Passage to read ->
● ● ● ● ● ● ●
# Forum Other Languages Germanic languages English  offensive words

## kamka

I hope it's ok of me to ask such question concerning the usage of offensive words that I have come across. The matter that makes me wonder is just HOW offensive they're found and what's the difference in meaning. The Longman dictionary, although I do love him dearly, gives the very same explanation for each and every one of them "used to describe a man who is considered stupid, or not nice. offensive. do not use this word blah blah blah"
Then I turn on the telly, and it seems it's not THAT offensive after all.   ::   
jacka*s
d*ck
pu*z
a*shole
j*rk
son of a b*tch 
these are the main ones that make me wonder, but I bet there's thousand (at least!) I missed. 
I apologize in advance if someone finds this subject offensive, but I really do believe this aspect is just as important in learning a forgein language as any other. And yet, it's not taught at schools or universities.

----------


## scotcher

It depends. 
If you describe somone as such, you may not offend the person to whom you are talking. 
However, if the person about whom you were talking heard you, or if you addressed them directly with one of those terms, you'd receive a well-deserved slap.

----------


## kamka

> It depends. 
> If you describe somone as such, you may not offend the person to whom you are talking. 
> However, if the person about whom you were talking heard you, or if you addressed them directly with one of those terms, you'd receive a well-deserved slap.

 ouch.
are all of these equally offensive? I know television is not the best source of knowledge, but since I haven't had a chance to go to an English speaking country, I do, in a way, depend on it when it comes to some cultural learnings. I've noticed "j*rk" and "jacka*s" are frequently used directly towards someone who doesn't seem very offended (most common example "You can be such a j*rk at times, Johnny/Peter/Jimmy"  ::  ) 
and also... is "p*tz" pretty much the same in meaning as "wuss"? Perhaps more offensive though?

----------


## basurero

They're all of about the same I'd say except for "jerk" which is less offensive, but it depends more on the tone of voice and situation.
● ● ● ● ● ● ●
Given data ->
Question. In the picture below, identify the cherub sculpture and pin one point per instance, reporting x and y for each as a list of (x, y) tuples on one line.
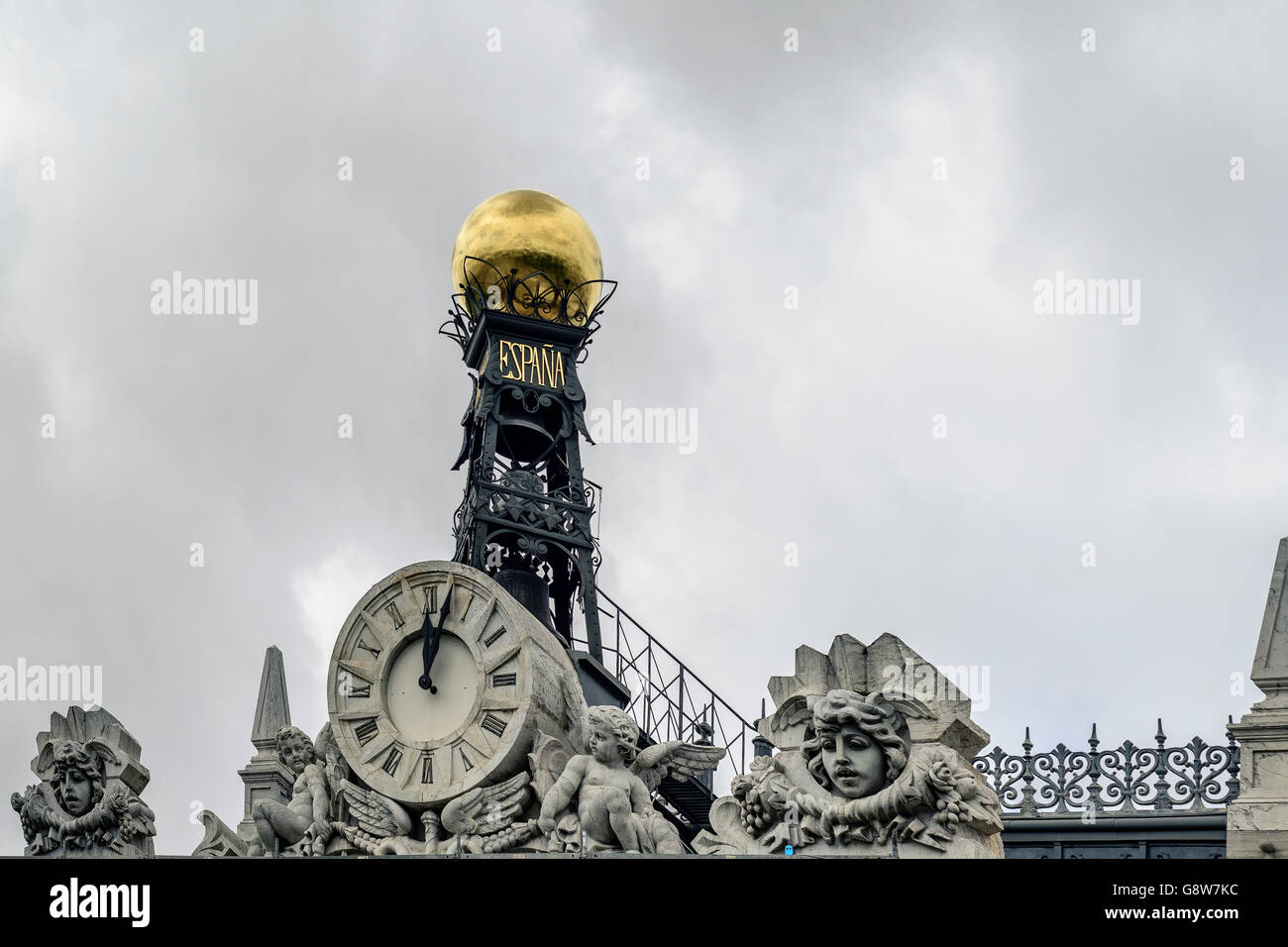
[(307, 818), (605, 792), (481, 821), (76, 808)]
● ● ● ● ● ● ●
Quote the forum thread on offensive English words above, starting at the words "and also... is" and stopping after "voice and situation.".

and also... is "p*tz" pretty much the same in meaning as "wuss"? Perhaps more offensive though?

----------


## basurero

They're all of about the same I'd say except for "jerk" which is less offensive, but it depends more on the tone of voice and situation.